__WHAT YOU ARE ASKED TO DO__: Within the records below, find the line containing "The client would like the blue sky". Reproduce it and each line after it exactly, and nothing else.

[AVAILABLE DATA Boundary: Start]

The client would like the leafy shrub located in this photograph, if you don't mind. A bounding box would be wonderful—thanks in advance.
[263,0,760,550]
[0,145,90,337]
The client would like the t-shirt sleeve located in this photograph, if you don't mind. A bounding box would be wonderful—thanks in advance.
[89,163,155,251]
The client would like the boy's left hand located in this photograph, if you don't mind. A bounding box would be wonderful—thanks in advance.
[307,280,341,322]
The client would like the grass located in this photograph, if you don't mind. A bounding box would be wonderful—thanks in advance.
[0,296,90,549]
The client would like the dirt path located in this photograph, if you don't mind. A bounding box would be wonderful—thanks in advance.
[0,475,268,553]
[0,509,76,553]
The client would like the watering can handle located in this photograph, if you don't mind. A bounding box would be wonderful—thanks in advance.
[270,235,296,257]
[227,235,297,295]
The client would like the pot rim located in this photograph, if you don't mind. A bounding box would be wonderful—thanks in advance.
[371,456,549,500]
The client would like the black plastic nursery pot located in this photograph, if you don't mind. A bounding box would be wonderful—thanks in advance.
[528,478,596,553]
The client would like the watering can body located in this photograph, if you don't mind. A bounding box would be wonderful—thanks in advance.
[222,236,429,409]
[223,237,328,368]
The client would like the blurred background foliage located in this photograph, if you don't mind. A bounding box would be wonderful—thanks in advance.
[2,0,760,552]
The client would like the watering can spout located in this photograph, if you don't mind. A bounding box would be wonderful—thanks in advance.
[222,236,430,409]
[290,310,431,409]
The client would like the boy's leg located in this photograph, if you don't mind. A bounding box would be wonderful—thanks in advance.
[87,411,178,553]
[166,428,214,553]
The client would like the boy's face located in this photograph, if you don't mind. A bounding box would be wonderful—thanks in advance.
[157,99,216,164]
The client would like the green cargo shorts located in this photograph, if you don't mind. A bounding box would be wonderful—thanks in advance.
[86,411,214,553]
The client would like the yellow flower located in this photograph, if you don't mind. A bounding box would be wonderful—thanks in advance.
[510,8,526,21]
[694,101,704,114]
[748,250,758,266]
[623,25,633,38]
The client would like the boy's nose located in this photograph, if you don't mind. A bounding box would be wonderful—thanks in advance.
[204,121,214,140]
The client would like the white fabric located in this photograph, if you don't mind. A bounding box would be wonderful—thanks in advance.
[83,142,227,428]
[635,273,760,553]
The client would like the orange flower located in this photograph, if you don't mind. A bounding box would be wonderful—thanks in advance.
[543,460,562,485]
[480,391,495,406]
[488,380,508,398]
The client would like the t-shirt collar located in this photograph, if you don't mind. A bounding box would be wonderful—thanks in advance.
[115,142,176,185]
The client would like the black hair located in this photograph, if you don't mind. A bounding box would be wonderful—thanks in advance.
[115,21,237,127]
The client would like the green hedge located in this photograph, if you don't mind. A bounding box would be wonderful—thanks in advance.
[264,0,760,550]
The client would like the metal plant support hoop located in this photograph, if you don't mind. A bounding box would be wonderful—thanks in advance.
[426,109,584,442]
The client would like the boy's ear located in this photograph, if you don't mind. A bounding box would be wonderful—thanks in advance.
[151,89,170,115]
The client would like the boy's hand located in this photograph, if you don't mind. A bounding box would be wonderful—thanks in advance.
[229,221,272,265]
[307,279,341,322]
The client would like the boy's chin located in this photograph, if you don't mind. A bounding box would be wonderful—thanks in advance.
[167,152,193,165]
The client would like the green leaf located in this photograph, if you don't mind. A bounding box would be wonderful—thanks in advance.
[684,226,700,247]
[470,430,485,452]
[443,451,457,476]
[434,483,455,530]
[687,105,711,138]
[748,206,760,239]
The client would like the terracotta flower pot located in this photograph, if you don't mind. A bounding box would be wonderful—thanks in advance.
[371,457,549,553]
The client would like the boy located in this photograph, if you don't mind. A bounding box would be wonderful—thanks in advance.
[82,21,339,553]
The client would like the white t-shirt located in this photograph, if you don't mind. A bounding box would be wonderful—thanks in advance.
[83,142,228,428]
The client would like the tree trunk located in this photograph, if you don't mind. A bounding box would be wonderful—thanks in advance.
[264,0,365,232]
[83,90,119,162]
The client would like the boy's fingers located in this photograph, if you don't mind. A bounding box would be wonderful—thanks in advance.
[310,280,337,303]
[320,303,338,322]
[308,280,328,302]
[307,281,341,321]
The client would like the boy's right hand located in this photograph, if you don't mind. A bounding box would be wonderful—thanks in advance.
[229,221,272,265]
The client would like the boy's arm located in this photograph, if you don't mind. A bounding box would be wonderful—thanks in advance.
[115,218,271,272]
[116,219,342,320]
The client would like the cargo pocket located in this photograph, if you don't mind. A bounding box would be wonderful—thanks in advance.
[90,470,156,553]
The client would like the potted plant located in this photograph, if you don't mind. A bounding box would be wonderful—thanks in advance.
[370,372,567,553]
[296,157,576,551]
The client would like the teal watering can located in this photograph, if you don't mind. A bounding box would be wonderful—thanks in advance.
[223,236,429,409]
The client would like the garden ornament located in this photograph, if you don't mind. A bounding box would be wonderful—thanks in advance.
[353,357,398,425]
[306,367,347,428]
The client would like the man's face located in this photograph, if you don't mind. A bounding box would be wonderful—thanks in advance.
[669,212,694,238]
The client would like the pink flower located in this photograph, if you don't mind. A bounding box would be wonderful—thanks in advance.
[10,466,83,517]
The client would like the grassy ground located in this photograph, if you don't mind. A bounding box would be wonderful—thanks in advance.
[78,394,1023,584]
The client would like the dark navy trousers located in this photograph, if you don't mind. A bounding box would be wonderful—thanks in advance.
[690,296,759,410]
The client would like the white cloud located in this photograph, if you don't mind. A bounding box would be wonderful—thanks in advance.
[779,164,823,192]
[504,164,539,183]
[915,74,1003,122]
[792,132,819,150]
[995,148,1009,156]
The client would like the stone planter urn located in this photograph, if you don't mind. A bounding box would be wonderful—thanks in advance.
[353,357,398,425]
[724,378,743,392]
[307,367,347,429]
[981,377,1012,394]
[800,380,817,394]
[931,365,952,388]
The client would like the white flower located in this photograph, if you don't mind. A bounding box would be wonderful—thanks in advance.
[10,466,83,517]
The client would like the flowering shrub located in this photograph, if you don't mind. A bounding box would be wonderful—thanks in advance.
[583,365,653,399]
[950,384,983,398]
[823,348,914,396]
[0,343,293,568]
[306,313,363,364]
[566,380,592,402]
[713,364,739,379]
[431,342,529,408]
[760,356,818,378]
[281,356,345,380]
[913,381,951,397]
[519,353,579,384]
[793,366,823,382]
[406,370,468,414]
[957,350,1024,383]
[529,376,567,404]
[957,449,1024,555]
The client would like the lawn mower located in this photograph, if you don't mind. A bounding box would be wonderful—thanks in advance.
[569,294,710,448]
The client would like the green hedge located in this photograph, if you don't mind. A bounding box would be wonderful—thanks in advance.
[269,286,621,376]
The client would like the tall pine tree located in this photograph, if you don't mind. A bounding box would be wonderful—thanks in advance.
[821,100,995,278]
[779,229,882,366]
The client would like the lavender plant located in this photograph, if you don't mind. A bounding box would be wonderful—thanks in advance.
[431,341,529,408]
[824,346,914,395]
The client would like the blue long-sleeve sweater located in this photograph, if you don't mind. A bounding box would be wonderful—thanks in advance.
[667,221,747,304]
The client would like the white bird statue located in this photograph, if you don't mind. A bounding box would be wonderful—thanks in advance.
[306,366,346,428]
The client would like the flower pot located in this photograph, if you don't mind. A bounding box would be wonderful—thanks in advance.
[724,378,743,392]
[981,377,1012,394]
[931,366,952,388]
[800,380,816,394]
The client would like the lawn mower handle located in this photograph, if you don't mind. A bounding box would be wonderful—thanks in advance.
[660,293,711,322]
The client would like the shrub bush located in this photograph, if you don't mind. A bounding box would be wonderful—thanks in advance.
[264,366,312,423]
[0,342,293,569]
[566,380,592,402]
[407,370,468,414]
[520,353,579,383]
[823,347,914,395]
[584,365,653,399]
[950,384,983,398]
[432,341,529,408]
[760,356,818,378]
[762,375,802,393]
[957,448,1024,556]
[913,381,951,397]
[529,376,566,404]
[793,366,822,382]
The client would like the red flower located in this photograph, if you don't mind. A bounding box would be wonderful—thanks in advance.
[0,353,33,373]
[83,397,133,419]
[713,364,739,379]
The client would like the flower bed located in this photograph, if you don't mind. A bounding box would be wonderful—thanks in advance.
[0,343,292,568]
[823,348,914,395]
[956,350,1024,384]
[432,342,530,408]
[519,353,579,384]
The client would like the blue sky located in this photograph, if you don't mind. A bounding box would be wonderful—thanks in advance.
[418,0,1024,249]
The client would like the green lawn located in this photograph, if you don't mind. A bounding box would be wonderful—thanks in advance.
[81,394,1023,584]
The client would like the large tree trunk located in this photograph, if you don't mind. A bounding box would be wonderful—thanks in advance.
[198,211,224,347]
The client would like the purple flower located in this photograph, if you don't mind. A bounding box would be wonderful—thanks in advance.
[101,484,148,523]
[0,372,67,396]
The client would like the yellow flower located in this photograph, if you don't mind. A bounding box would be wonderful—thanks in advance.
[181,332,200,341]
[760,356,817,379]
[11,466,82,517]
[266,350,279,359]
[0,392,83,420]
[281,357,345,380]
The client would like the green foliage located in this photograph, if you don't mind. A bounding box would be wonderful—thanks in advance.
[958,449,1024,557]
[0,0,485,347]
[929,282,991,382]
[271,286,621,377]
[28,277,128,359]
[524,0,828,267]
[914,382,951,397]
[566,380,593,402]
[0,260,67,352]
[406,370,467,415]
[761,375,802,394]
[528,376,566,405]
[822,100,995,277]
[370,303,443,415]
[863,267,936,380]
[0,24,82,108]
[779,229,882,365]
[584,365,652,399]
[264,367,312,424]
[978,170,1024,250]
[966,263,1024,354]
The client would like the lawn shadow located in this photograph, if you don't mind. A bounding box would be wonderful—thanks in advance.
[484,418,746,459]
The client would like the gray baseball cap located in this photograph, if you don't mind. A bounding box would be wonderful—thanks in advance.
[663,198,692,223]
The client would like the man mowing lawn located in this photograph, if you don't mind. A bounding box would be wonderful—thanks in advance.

[AVAILABLE DATA Boundary: End]

__ANSWER TO THE EXERCISE__:
The client would like the blue sky located in this photograph, if you don't mind. A bounding box would be wonderful—thanks in advance.
[418,0,1024,249]
The client would like the green lawn located in this photograph, if you don't mind. A bounding box would be wonderful—thanks in advance.
[81,394,1023,584]
The client would like the large tree trunk located in this photograph, if you don't mind. A bounding box would be wonderful—thanks in advance.
[198,211,224,347]
The client would like the purple flower located in this photograph, if you don't mind. A bounding box would be wonderful—thanks in advance.
[101,484,148,523]
[0,372,67,396]
The client would like the yellow flower located in this photograph, if you don't mind. A bounding box would be wonderful—thanks in advance.
[181,332,200,341]
[760,356,817,379]
[11,466,82,517]
[266,350,279,359]
[0,392,83,420]
[281,357,345,380]
The client would like the green foliage located in this photograph, if you don't mind. A bounding box would be wonderful—thanks in advance.
[958,449,1024,557]
[0,0,485,347]
[929,282,991,382]
[271,286,621,377]
[28,277,128,359]
[524,0,828,267]
[914,382,951,397]
[566,380,593,402]
[0,260,67,352]
[406,370,467,415]
[761,375,802,394]
[528,376,566,405]
[822,100,995,277]
[370,303,443,415]
[863,267,936,380]
[0,24,82,108]
[779,229,882,365]
[584,365,652,399]
[264,367,312,424]
[978,170,1024,250]
[966,263,1024,354]
The client would like the lawn shadow located in this photograph, if you don't mind. A bounding box would be wonderful—thanks in advance.
[484,418,746,459]
The client would like the gray baseball cap located in this photograph, if you don't mind. A bounding box would be wonderful—thanks in advance.
[663,198,692,223]
The client would like the man mowing lawn located in this photograph, if you don't mind. A bounding box would be wonderful—thanks in advance.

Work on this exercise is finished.